__Document passage__.
Well, the first one: I’m not any kind of a predictor on anything. I don’t see any reason why it should be any worse in the future that it has been in the past. There are certain drawbacks to having a civil service organization which tries to act like a university research organization. They have been victimized by the governmental circumstances in several respects. One of them is that they get an operations budget and separately they must get a research budget from the Office of Naval Research so that they are not completely at liberty. They have to keep two accounts, keep things separate in each pocket, so to speak. And that’s not a good thing if you can get along without it. But I think the personnel as I see them now is no worse than it has been in the past, and I don’t see any reason why this shouldn’t continue to go on as they have been. A lot depends on which captain they happen to get.

DeVorkin:

Well, if they were to go under the Office of Naval Research completely?

Herget:

Well, they’re not going under them, because that’s not an organization in the Navy that operates anything. They just oversee the research that’s going on and see what ought to be going on that isn’t and funding it.

__Instructions for the task__. Please summarize the interview excerpt above in two sentences.

Items from a labeling collection:

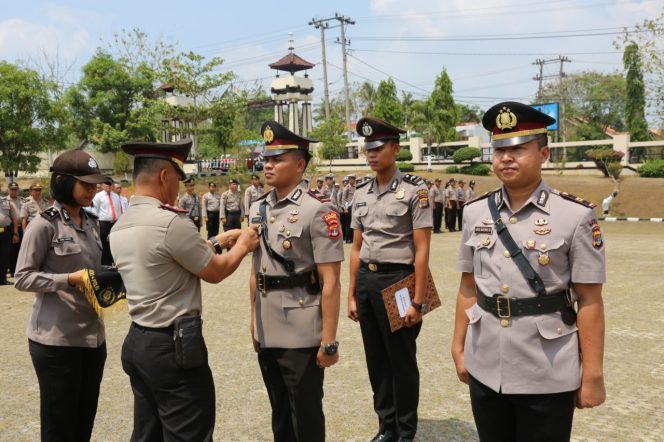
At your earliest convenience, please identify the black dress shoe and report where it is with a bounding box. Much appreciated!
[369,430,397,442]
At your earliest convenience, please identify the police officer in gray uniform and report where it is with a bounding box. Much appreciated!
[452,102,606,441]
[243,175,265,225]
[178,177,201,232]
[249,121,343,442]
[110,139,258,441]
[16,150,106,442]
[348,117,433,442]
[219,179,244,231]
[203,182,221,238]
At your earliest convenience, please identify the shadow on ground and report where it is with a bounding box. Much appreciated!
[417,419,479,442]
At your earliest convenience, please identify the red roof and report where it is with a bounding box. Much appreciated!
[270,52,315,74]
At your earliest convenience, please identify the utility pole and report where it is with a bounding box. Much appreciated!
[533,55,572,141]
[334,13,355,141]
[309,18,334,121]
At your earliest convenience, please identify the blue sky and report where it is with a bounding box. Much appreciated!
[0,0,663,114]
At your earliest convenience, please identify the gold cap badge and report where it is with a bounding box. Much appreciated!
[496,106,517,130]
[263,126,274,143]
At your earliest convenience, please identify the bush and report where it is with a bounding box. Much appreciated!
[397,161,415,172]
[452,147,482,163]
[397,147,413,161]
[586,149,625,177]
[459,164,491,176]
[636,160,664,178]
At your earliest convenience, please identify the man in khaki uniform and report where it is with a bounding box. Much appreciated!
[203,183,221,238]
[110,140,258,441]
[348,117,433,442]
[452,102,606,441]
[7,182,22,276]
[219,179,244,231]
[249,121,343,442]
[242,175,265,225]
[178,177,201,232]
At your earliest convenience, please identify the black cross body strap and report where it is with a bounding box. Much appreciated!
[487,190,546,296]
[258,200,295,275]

__Response__. Herget sees no reason the organization should fare worse in the future than in the past, though as a civil service body acting like a university research organization it must keep an operations budget apart from a research budget obtained from the Office of Naval Research. Asked whether it might go entirely under that office, Herget says it won't, because the Office of Naval Research operates nothing and only oversees and funds research.